**Given request A:** In the post about clipping on transcribed reel-to-reel tapes, do these statements agree with the text: (i) the tapes being transcribed date from the 1960s, (ii) Audacity marked the noisy file with red clipping lines, and (iii) the file without clipping noise stays within plus-or-minus 0.1 on the graph? For each, answer yes or no and quote the deciding words.
**Given request B:** Which numeric values does the post about clipping on transcribed reel-to-reel tapes give for levels on the Audacity graph? List every one.
**Given request C:** Write the next part of the post about clipping on transcribed reel-to-reel tapes, starting after its final sentence.

**Supplied passage:**
* * * * * * * * *
I’m transcribing old reel-to-reel audio tapes from the 60’s, recording them as WAV files on a ZOOM H1 digital recorder, then editing them on audacity.
On one transcription yesterday I got a loud crackling sound that my son, who has experience with other editing software, identified as clipping. So I retranscribed the tape at a lower recording level and the noise went away.
So then I thought – If there’s clipping, it must mean that the waveform reached the limit that can be represented digitally. It should be easy to have a computer program read the recorded file and test whether the waveform ever gets near the limit, so I can tell whether there is likely to have been clipping without me having to listen intensely to the whole thing.
Then I thought – Doesn’t Audacity already read the whole file and show me local-peak intensity in a graph? So go look at the file with Audacity and discover that the intensity in nicely centred about zero, and never even goes near plus or minus 0.5. In fact, it looks as if it maxes out at about 0.25. There are no vertical red lines at all, and yes, I did remember to click on View->Show Clipping. And yes, it was the file with clipping noise I viewed. The file without clipping noise has much smaller peaks, staying within plus-or-minus 0.1 on the Audacity graph. And yes, I’m looking at the dark blue part of the graph, not the light blue part.
* * * * * * * * *
**Data provided:**
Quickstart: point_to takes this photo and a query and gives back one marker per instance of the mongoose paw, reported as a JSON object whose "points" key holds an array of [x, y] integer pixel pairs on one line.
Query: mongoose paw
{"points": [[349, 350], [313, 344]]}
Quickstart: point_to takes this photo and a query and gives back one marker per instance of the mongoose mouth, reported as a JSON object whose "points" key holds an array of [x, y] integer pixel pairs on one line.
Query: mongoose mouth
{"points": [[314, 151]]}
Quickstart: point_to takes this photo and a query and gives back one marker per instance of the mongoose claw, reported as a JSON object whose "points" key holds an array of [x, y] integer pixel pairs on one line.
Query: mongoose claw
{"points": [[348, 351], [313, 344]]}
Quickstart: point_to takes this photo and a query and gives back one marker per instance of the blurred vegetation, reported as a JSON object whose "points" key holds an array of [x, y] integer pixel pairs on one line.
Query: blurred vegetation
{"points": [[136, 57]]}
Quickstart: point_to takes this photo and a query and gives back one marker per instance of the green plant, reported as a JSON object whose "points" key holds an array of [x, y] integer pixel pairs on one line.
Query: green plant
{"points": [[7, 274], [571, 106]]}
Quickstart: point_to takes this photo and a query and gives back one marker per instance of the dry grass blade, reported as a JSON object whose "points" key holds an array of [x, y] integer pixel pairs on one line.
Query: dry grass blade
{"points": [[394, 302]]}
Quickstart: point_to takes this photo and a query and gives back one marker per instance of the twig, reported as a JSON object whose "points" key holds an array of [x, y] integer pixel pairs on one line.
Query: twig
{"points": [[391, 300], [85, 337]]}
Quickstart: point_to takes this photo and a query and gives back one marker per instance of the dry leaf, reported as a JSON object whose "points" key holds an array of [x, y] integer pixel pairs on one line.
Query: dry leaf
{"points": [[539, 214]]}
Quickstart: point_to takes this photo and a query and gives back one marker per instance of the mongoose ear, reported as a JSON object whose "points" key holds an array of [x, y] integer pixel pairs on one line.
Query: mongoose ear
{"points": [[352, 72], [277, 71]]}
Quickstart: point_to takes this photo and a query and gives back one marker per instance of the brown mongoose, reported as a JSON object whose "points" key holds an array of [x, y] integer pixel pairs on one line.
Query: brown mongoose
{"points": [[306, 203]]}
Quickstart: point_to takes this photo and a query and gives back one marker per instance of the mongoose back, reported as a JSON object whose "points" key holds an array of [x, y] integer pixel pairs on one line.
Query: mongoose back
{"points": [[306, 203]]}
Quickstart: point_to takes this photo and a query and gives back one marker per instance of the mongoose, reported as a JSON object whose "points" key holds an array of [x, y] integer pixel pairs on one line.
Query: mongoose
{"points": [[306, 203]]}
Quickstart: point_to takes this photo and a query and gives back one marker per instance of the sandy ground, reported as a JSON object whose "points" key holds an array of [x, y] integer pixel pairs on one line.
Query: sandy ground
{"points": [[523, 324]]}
* * * * * * * * *
**Task result A:**
(i) Yes: "old reel-to-reel audio tapes from the 60’s"
(ii) No: "There are no vertical red lines at all"
(iii) Yes: "staying within plus-or-minus 0.1 on the Audacity graph"

**Task result B:**
- zero (the intensity is "nicely centred about zero")
- plus or minus 0.5
- about 0.25
- plus-or-minus 0.1

**Task result C:**
I’m using Audacity 2.0.3 as installed from the Debian jessie package.
What is likely to be going on here?
When does clipping really occur?
If the limits aren’t plus or minus 1.0 on the waveform graph, what are they?
Clipping can occur anywhere along the signal chain.
The “signal chain” is the path from the original sound through to the final recording.
If you try recording a Saturn V rocket taking off with a normal microphone, the microphone will be overloaded and no matter how low you turn down the recording volume the recording will be distorted. The same can occur at any part of the signal chain. It is essential for a good recording that the signal level is within the capability of the equipment at every stage of the recording.
I have a Zoom H2 and it is terrific, except that the recording volume control is misleading, The H2 has a 3 position Hi,Medium,Low recording level switch. It also has an Up/Down digital recording level control. The switch is great - if the sound is loud, set it to low sensitivity - if the sound is quiet set it to high sensitivity. The digital recording level is useless - it just scales the recorded signal. Setting the digital recording level low does not prevent clipping, it just makes clipped audio quieter because the clipping has occurred before the signal got to the digital recording level control. (Does that make sense?)
Yes, that makes sense. It hadn’t occurred to me that a device as good as the Zoom H1 would have such a misleading recording level indicator or an input level control that operates only after the A-to-D stage.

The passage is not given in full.